──────── Verilen Metin ────────

9 Ağustos 2010 Pazartesi

RİSKİNİ YÖNETEMEYEN ŞİRKET AYAKTA KALAMAZ

Risk yönetimi deyince Türkiye'de ilk akla gelen isimlerden Garanti Bankası Yönetim Kurulu Üyesi, Global Association of Risk Professionals (GARP) Türkiye Bölge Direktörü Dr. Cüneyt Sezgin, her yıl Anadolu illerini tek tek dolaşarak KOBİ'lere risk yönetimini anlatıyor. "Garanti Bankası olarak 1 müşteri bile bizim için önemli" diyen Sezgin, Türkiye'de en büyük sorunlardan birisinin kayıtdışılık ve şirket bilançolarının yeterince şeffaf olmaması olduğunu belirterek, "Özellikle küçük ölçekli şirketler unutmamalı ki, şirket içerisinde çalışanlardan birinin yapacağı hata veya suistimalin bedelini o şirket hayatıyla ödüyor. Halbuki, risk yönetimi, iç denetim ve kontrol mekanizmaları kurulmuş olsa böyle sıkıntılarla karşılaşma olasılığı azalacak. Şirketlerin ayakta kalabilmesi için topyekun bir kültür değişimine, risk yönetimi bilincinin yaygınlaşmasına ihtiyaç var" diyor.
Garanti Bankası Yönetim Kurulu Üyesi Dr. Cüneyt Sezgin, sorularımızı şöyle yanıtladı:
-Risk yönetimi nedir?
Aslında bakarsanız risk hayatımızın her zaman içersinde olan bir kavram. Risk yönetimini, kısaca belirsizliği yönetmek olarak tanımlayabiliriz. Biz risk yöneticileri için risk, kaçınılması gereken değil alınması gereken bir karar. Risk yönetimini iki şekilde algılarız. Birincisi; tehditler, ikincisi de fırsatlar. Risk yönetimi, bu tehditleri iyi ölçme, ölçümleri iyi yaparak alabileceğiniz kadar riski alarak bundan yarar sağlama bilim ve sanatı. Her şirket gündelik hayatın içerisinde bir şekilde risk yönetimi yapıyor. Örneğin; bir tüccar vadeli mal alıp satıyorsa en azından vade riski alıyor demektir. Kurdaki ani iniş ve çıkışlardan korunmak isteyen şirketler bu riske karşı bir bankadan hizmet alarak kendilerini hedge edebilir, yani risklere karşı kendini koruyabilir.

──────── Sağlanan Malzeme ────────

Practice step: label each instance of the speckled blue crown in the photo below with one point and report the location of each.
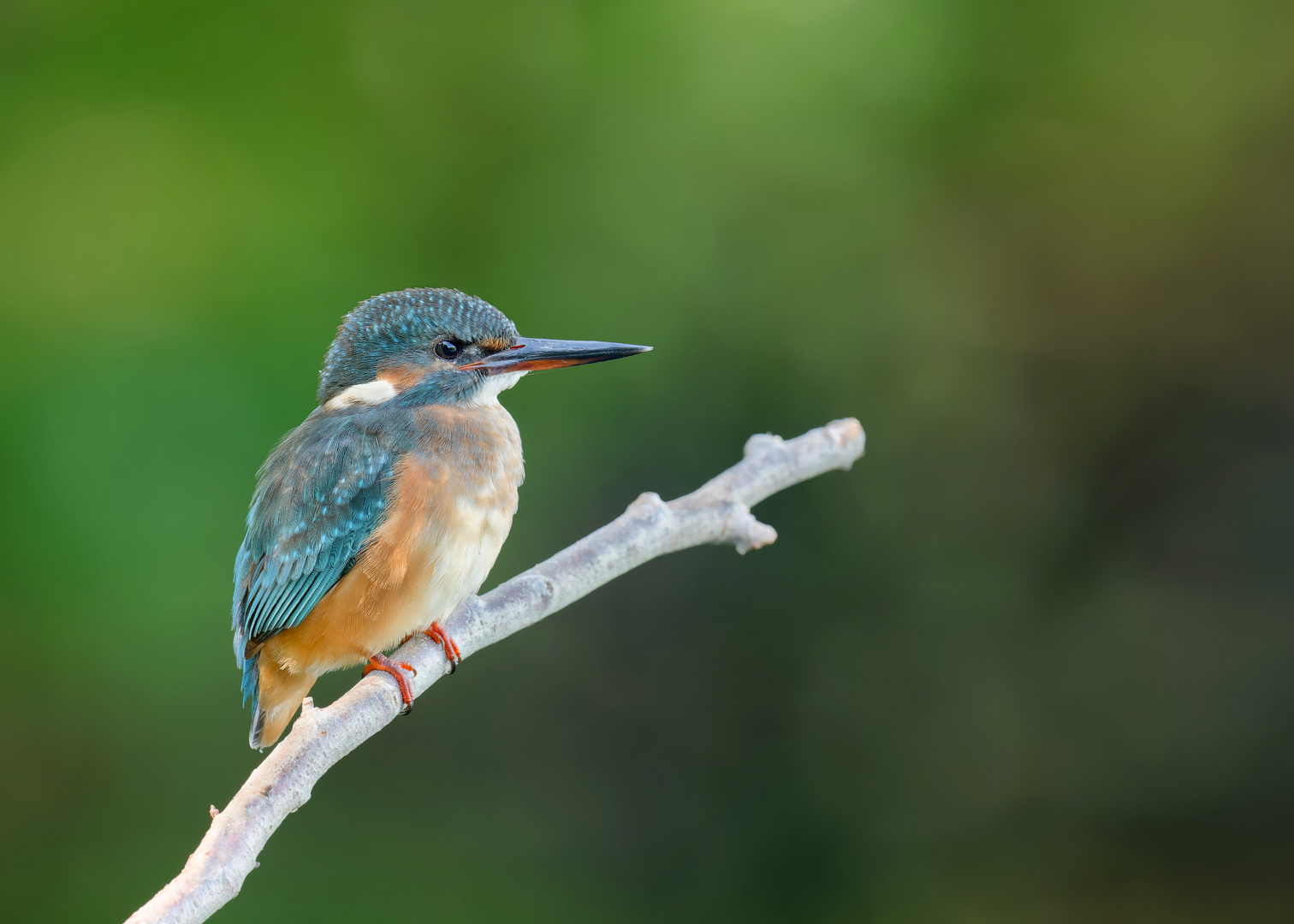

────────

Alıştırmalar:
- 1) Risk yönetimi söyleşisinden, "Aslında bakarsanız risk" sözcüklerini içeren ifadeyle açılıp "karşı kendini koruyabilir." sözcükleriyle kapanan bölümü hiçbir değişiklik yapmadan yazınız.
- 2) Risk yönetimi söyleşisini, metnin son cümlesinden sonra gelecek biçimde devam ettiriniz.
Satırların bu çalışmada herhangi bir işlevi bulunmamaktadır.

Görevlere Göre Sonuçlar:
- 1)
Aslında bakarsanız risk hayatımızın her zaman içersinde olan bir kavram. Risk yönetimini, kısaca belirsizliği yönetmek olarak tanımlayabiliriz. Biz risk yöneticileri için risk, kaçınılması gereken değil alınması gereken bir karar. Risk yönetimini iki şekilde algılarız. Birincisi; tehditler, ikincisi de fırsatlar. Risk yönetimi, bu tehditleri iyi ölçme, ölçümleri iyi yaparak alabileceğiniz kadar riski alarak bundan yarar sağlama bilim ve sanatı. Her şirket gündelik hayatın içerisinde bir şekilde risk yönetimi yapıyor. Örneğin; bir tüccar vadeli mal alıp satıyorsa en azından vade riski alıyor demektir. Kurdaki ani iniş ve çıkışlardan korunmak isteyen şirketler bu riske karşı bir bankadan hizmet alarak kendilerini hedge edebilir, yani risklere karşı kendini koruyabilir.

- 2)
-Türk bankacılık sisteminde yıl sonunda yürürlüğe girmesi beklenen Basel II kuralları ne getirecek?
Bankacılık sistemi olarak Basel II'ye yıllardır hazırlanıyoruz. Garanti Bankası olarak da bu konuda önemli bir misyonu üstlendik. Sadece büyük ölçekli firmalara değil, KOBİ'lere kadar inerek risk yönetimini ve önemini anlatıyoruz. Gerçi küresel kriz nedeniyle Türk bankacılık sisteminin Basel II'ye geçişi bir süreliğine ertelenmişti. Ama BDDK bu konuda yeniden hazırlıklara başladı. Piyasa disiplini, etkinlik, risk yönetimi prensipleri üzerine inşa edilen Basel II düzenlemeleri sermaye yeterliliğinde yeni standartlar getiriyor. Sermaye yeterliliğinde piyasa riskinin yanı sıra kredi riskinde de yeni yöntemlerin kullanılarak riskin ölçülmesi ve operasyonel risklerin de dikkate alınmasını içeriyor.

-Basel II reel sektöre ne sağlayacak?
Bence risk yönetimi, sadece bankalardan kredi alabilmek için değil kurumların ayakta kalması, sağlıklı bir şekilde yaşamına devam etmesi için de gerekli. Şirketler sadece kendi sermayeleriyle ayakta kalamaz. Halka açılma, yabancı sermaye ortaklığı şeklinde sermaye ihtiyacınızı karşılamak isterseniz öncelikle bilançolarının şeffaf olması, uluslar arası muhasebe standartlarına uygun olması, hesap verilebilir olması gerekiyor. Bu da her şeyden önce şirketler için kurumsallaşmayı ön plana çıkarıyor. Şirketler büyümek için öncelikle kurumsallaşmak zorunda. Bu topyekun bir kültür değişimini gerektiriyor. Risk yönetimi, rekabet gücünün artması ve bunun sürdürülebilmesi açısından çok önemli. Kısacası; şirketlerin ayakta kalabilmesi için topyekun bir kültür değişimine, risk yönetimi bilincinin yaygınlaşmasına ihtiyaç var. Tabii ki, risk yönetimi iyi yapan şirketlere bankalar daha uygun koşullarda kredi verecek.

-Peki, reel sektör yeni kurallara uyum konusunda yeterince hazırlıklı mı?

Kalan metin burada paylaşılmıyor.